Segment Start: Excerpt to read
Cynde Moya

Cynde Moya

Last updated on 7 June 2021

Cynde Moya is a Postdoctoral Fellow at Centre for Transformative Media Technologies at Swinburne University of Technology  


I’m working on two ARC-funded projects out of the Centre for Transformative Media Technologies at Swinburne University of Technology in Melbourne, Australia. These are Archiving Australian Media Arts: Towards a Method and National Collection (AAMA); and Play It Again: Preserving Australian Videogame History of the 1990s (PIA2).

Both projects are a progression of CI Melanie Swalwell’s career-spanning endeavor to call attention to and preserve these at-risk digital heritage materials. Swalwell has a talent in bringing diverse institutions, roles, and people together to work on common goals.

These projects are end-to-end: choosing materials to preserve, digitizing the obsolete carriers, testing the digitized objects in emulators/Emulation-as-a-Service, checking fidelity of the emulated works with renderings on real computers, storing the digitized works with appropriate descriptive and technical metadata, and providing these emulated works to archivists and curators to store and use in exhibitions.
Segment End: Excerpt to read
Actions to take →
A: In the Cynde Moya profile, what city is Swinburne University of Technology in?
B: Write the next part of the Cynde Moya profile, continuing after its last sentence.
The items are separate material with no connection to the Cynde Moya profile.
Segment Start: Given information
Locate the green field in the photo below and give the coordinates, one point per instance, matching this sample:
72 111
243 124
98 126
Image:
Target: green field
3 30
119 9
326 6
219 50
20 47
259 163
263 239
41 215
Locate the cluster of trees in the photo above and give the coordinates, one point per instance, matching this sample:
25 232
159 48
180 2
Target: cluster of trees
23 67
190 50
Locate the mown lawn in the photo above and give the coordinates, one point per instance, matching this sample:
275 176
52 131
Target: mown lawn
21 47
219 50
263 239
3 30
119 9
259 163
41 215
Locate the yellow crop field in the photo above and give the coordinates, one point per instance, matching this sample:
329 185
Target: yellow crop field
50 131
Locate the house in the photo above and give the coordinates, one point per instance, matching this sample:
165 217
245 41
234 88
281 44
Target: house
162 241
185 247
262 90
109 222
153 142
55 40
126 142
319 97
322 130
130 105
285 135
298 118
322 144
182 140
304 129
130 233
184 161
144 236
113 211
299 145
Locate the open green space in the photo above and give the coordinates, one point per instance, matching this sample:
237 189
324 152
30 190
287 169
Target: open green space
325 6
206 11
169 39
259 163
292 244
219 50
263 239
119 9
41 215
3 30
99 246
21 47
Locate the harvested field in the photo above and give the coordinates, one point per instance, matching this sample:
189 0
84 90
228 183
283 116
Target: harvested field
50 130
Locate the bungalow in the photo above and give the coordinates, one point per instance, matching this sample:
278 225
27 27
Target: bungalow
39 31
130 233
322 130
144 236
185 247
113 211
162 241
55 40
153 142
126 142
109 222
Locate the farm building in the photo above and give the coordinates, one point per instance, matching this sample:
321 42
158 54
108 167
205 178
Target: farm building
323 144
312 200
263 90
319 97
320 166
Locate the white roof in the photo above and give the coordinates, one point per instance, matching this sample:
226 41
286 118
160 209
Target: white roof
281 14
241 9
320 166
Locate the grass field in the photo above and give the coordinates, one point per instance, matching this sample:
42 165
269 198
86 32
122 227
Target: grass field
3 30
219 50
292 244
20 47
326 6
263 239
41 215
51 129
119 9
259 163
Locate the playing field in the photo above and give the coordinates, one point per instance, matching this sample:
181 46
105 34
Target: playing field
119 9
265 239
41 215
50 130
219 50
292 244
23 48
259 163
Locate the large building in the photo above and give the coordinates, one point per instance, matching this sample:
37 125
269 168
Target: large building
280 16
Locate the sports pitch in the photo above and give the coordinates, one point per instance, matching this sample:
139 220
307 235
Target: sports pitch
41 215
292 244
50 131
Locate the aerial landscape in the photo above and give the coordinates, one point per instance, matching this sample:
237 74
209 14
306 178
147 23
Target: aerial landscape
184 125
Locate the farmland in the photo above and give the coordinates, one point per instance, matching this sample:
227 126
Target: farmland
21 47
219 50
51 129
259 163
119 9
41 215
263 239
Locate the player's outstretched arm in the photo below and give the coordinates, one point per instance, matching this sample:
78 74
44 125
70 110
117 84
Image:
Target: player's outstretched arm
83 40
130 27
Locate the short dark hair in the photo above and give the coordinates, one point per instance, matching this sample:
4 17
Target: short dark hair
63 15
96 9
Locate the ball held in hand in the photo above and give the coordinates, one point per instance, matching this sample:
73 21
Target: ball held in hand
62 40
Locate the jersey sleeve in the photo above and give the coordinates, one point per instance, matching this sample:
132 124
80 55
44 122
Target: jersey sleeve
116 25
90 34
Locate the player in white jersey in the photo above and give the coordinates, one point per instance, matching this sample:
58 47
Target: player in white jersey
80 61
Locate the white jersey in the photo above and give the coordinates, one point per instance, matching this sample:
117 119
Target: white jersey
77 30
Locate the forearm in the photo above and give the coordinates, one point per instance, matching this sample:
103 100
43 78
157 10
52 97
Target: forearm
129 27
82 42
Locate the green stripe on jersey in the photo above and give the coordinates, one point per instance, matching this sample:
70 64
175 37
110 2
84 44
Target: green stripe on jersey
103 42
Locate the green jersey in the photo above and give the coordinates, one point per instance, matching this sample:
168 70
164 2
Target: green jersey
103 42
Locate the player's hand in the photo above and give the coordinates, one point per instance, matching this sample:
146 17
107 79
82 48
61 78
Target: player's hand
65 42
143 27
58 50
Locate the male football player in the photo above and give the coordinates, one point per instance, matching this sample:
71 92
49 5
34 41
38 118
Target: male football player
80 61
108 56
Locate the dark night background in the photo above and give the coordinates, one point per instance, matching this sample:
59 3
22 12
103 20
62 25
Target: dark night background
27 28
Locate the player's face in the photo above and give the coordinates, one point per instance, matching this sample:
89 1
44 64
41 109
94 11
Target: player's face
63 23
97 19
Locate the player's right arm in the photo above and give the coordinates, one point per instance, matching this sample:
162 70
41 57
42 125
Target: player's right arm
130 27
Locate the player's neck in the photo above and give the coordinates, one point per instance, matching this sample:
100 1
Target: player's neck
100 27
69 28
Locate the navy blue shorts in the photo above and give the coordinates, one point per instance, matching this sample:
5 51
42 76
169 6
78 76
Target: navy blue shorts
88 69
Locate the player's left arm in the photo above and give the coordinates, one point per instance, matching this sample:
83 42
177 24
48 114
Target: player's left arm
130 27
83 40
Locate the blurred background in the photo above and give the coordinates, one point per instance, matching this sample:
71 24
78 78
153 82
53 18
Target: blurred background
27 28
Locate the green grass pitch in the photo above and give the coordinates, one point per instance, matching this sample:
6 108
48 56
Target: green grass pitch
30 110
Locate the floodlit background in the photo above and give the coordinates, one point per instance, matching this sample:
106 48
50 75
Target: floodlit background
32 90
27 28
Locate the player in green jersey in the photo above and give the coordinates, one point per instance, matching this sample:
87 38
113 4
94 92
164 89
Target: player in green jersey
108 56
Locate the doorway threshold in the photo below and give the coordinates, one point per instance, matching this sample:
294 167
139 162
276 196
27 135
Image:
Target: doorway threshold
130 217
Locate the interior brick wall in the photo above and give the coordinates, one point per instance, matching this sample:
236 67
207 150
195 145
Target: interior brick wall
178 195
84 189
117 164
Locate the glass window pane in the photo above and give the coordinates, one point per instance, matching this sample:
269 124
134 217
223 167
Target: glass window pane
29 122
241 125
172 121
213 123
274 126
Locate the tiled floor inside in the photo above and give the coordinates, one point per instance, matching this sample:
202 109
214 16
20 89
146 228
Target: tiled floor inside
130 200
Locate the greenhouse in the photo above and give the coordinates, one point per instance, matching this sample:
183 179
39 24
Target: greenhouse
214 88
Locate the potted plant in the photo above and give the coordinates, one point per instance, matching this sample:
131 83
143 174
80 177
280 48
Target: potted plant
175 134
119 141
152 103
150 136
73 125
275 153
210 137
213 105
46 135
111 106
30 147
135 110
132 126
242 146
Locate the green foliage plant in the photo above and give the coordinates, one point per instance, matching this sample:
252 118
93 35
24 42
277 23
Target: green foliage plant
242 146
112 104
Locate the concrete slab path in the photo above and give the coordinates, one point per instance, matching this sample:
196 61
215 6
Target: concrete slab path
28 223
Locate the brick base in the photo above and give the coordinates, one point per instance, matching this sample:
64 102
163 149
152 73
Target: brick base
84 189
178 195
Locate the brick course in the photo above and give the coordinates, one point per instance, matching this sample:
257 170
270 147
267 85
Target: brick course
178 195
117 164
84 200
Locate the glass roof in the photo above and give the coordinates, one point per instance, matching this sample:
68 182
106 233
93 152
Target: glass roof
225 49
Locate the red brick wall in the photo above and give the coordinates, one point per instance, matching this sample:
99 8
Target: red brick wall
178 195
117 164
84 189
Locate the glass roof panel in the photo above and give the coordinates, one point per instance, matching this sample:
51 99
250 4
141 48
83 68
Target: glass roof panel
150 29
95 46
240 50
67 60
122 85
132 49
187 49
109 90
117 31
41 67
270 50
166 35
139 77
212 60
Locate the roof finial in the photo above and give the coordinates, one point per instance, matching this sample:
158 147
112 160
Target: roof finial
Segment End: Given information
Answers to this exercise →
A: Melbourne, Australia.

B:
As such, they require a collaboration among roles – curators, archivists, metadata specialists, digitization specialists, PhD students, the other Chief Investigators. Each member needs more training about the work of the other roles, such that a proper distributed workflow can be built. This is a complex strategy.

Fortunately, Melanie has been steadily working on preserving Australian videogames and media arts for many years. She saw to the placement of important media arts collections held by arts groups (dLux Media Arts, Experimenta Media Arts, the Australian Network for Art and Technology, Griffith Artworks) into museums and archives (Australian Centre for the Moving Image, Art Gallery of New South Wales, State Library of South Australia). The team, including CI Angela Ndalianis, CI Helen Stuckey and CI Denise de Vries, have built relationship with videogame creators to preserve their games and other materials and collect interviews. Now we are working with those responsible at the different collecting institutions to preserve and provide access to these collections.

I live in Seattle, USA. As soon as my visa to Australia came through, Melanie got me plane tickets and I found myself frantically packing for a flight that evening. As I was readying to leave for the airport, Melanie calls me – the Prime Minister, due to COVID, has closed the borders as of midnight Friday, and my flight was scheduled to land at 8AM Saturday. I was not going to Australia.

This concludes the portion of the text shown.